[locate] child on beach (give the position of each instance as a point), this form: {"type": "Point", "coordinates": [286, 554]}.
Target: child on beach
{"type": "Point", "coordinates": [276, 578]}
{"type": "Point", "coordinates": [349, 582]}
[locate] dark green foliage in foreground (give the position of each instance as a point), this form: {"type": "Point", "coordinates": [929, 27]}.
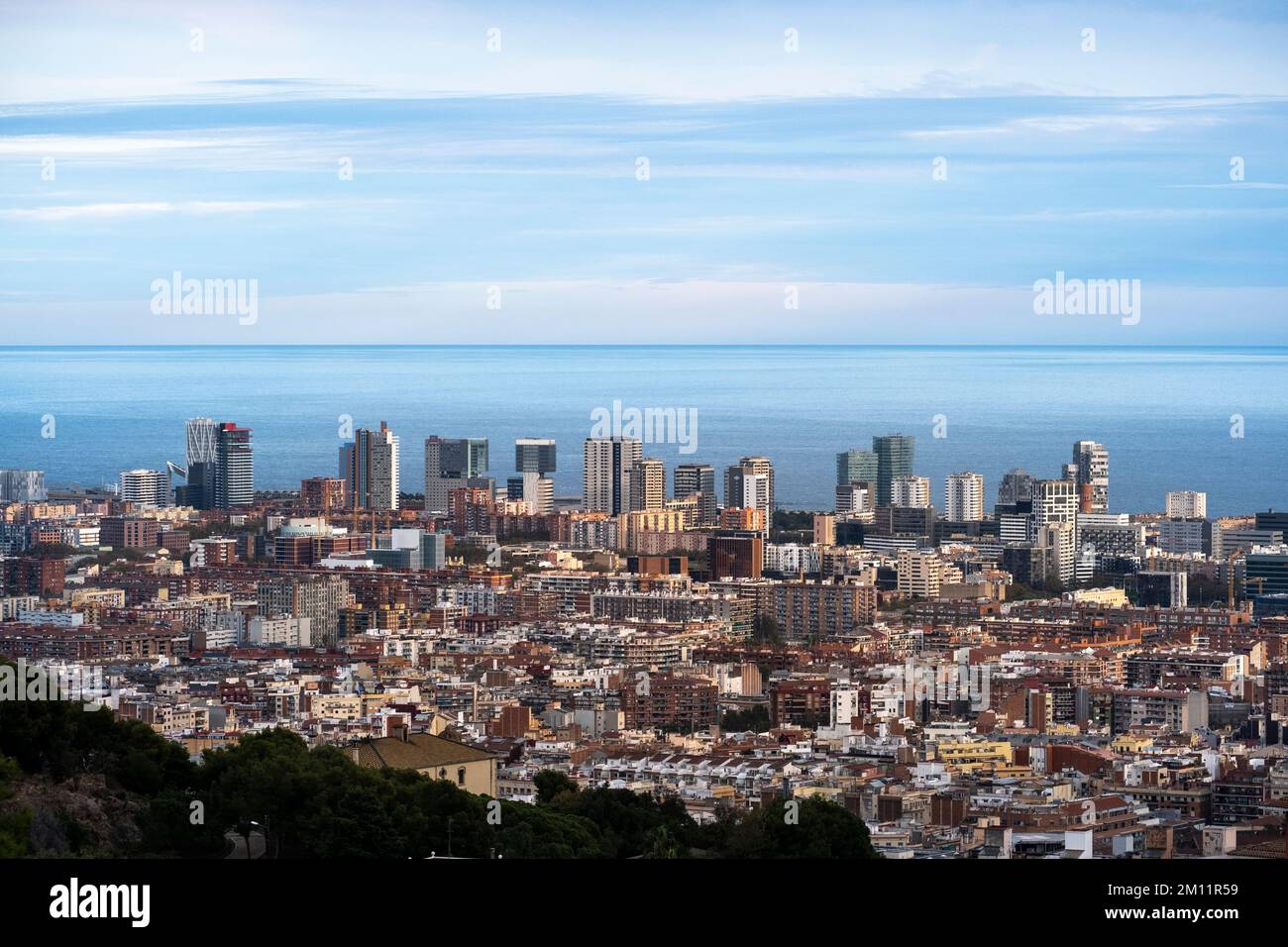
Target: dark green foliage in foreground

****************************************

◆ Task prompt: The reply should hold every entry above, given again exactly, but not a single picture.

◆ Reply to the task:
[locate] child on beach (give the position of each instance as a point), this form: {"type": "Point", "coordinates": [286, 554]}.
Target: child on beach
{"type": "Point", "coordinates": [276, 578]}
{"type": "Point", "coordinates": [349, 582]}
[locate] dark green foliage in foreground (give the position of each instance as a point), this form: {"type": "Point", "coordinates": [929, 27]}.
Target: dark green foliage in foreground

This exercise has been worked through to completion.